TASK BRIEF ->
Output only the lines below from the one containing "eye in this photo." to the one containing "superstructure in this photo.", exactly as written, both ends kept.

STUDY MATERIAL ->
------------------------------------

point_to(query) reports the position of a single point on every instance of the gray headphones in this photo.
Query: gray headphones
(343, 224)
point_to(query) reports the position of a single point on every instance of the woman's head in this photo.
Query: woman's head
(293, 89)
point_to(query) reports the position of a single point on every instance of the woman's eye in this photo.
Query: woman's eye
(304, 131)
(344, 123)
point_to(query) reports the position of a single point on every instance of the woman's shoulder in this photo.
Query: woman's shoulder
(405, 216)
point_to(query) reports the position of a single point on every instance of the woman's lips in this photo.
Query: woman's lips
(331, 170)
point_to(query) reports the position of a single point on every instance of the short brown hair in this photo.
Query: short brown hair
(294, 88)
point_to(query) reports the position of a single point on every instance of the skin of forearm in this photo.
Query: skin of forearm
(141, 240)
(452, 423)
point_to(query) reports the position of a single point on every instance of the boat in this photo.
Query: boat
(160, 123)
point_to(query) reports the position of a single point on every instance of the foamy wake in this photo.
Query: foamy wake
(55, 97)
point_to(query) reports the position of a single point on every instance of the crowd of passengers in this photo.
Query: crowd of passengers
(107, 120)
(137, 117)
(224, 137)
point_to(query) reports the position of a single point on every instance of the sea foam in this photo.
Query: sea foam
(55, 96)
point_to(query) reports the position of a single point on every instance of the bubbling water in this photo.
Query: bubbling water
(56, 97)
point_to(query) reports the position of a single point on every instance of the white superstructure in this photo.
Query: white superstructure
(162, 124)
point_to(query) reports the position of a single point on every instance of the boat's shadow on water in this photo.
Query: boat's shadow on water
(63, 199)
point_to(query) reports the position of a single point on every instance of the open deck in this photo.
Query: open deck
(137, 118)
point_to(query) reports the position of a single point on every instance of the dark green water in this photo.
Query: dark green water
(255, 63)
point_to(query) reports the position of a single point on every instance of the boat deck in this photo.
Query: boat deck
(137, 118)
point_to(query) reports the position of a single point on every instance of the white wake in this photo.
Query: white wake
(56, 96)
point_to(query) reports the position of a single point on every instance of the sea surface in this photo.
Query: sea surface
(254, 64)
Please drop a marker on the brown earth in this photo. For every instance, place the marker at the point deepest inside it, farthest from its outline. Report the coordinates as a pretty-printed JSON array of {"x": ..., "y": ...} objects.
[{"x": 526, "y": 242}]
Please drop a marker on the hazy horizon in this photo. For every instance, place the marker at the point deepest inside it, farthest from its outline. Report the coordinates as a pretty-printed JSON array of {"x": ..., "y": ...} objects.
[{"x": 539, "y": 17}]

------------------------------------

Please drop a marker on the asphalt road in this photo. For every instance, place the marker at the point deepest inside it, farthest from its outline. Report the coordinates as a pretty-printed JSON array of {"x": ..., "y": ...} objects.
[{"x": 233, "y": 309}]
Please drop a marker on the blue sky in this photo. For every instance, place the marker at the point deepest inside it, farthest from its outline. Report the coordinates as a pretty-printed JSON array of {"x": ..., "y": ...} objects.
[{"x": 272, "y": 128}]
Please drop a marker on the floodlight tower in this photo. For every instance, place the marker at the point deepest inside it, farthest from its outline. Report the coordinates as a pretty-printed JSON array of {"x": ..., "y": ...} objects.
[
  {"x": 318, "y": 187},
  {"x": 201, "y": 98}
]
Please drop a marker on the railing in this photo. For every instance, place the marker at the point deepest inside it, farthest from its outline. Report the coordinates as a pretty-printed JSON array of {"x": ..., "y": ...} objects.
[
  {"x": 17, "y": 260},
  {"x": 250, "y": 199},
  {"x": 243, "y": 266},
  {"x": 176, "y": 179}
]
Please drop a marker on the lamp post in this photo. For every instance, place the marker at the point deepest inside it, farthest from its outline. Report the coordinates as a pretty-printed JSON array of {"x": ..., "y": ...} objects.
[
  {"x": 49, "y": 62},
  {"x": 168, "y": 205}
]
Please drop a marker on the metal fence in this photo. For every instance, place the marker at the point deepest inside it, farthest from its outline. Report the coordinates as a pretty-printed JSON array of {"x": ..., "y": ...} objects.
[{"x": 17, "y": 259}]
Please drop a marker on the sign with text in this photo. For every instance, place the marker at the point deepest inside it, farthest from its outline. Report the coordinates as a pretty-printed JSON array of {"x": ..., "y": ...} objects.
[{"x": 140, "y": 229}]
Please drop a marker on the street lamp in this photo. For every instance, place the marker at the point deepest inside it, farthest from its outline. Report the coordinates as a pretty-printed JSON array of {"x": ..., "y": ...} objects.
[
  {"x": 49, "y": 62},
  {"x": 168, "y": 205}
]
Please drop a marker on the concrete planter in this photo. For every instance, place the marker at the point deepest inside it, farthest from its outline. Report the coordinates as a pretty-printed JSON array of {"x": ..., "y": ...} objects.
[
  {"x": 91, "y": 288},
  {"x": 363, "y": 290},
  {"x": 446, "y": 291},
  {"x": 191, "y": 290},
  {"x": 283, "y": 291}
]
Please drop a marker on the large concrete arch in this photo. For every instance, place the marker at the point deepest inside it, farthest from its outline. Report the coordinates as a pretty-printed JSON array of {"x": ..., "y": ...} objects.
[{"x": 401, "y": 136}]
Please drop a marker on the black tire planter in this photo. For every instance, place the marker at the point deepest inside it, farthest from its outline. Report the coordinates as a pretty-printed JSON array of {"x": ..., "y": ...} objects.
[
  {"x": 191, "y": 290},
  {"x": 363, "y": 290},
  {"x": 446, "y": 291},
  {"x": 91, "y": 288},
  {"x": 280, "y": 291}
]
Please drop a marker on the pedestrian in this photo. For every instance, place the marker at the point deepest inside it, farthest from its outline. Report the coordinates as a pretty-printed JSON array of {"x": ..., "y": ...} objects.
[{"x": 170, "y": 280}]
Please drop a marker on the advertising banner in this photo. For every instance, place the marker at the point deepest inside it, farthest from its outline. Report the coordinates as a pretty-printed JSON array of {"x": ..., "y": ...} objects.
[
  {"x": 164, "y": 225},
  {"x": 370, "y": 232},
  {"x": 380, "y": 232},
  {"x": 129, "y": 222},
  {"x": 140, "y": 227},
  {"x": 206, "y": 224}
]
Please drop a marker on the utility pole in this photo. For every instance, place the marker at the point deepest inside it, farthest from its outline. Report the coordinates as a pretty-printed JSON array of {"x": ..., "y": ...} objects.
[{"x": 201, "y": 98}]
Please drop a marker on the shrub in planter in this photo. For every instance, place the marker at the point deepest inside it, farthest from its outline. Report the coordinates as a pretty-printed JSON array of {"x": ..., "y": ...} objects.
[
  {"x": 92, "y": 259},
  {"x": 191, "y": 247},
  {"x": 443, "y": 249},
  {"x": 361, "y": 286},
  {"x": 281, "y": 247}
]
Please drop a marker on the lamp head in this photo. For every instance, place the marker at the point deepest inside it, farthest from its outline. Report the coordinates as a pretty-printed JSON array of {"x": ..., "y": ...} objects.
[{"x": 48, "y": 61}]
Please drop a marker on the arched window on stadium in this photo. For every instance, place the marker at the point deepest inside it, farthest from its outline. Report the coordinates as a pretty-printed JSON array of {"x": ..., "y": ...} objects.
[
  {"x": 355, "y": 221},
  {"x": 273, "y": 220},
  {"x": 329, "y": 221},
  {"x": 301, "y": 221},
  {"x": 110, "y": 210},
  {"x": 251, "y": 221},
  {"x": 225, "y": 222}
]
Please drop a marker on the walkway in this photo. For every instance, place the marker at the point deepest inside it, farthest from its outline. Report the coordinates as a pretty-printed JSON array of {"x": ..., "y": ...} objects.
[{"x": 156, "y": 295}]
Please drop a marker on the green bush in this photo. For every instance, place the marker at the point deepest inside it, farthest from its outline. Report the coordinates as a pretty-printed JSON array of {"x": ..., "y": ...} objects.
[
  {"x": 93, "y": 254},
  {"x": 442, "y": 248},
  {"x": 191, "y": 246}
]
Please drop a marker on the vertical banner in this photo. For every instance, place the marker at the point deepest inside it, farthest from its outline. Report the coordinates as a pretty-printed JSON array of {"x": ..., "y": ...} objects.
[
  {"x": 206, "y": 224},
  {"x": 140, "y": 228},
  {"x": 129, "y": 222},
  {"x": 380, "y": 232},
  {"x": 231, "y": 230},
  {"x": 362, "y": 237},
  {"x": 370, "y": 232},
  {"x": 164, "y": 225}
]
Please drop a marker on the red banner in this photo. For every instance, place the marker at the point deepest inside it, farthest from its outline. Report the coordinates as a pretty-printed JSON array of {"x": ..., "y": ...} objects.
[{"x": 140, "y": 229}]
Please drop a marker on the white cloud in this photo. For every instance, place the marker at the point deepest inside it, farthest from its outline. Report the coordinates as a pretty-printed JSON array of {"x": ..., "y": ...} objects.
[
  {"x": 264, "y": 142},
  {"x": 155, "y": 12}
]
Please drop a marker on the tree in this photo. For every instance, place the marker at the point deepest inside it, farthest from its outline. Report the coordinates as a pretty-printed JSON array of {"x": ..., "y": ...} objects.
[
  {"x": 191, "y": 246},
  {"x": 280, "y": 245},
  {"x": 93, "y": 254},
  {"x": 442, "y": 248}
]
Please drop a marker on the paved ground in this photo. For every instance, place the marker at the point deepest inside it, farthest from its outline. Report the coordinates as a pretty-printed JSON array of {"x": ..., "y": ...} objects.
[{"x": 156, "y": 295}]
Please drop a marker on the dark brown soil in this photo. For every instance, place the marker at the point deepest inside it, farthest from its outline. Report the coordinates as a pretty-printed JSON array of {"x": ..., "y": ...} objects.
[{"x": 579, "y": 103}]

------------------------------------

REPLY TO THE EXERCISE ->
point_to(query) reports the position of a single point on every instance of the woman's eye in this photo.
Query: woman's eye
(304, 131)
(344, 123)
point_to(query) reports the position of a single point on every instance of the woman's shoulder in this photo.
Query: woman's shoulder
(405, 216)
point_to(query) reports the position of a single point on every instance of the woman's lips in this photo.
Query: woman's lips
(331, 170)
point_to(query) reports the position of a single point on every instance of the short brown hair in this photo.
Query: short brown hair
(294, 88)
point_to(query) reports the position of a single point on every instance of the skin of forearm in this photo.
Query: skin of forearm
(141, 240)
(452, 423)
point_to(query) reports the position of a single point on every instance of the boat in this photo.
Query: boat
(160, 123)
point_to(query) reports the position of a single point on every instance of the foamy wake in this photo.
Query: foamy wake
(55, 97)
point_to(query) reports the position of a single point on every instance of the crowd of passengers in this photo.
Query: crowd of passengers
(107, 120)
(137, 117)
(224, 137)
point_to(query) reports the position of a single point on every instance of the sea foam in this photo.
Query: sea foam
(55, 96)
point_to(query) reports the position of a single point on every instance of the bubbling water in this photo.
Query: bubbling water
(56, 97)
point_to(query) reports the position of a single point on every instance of the white superstructure in this photo.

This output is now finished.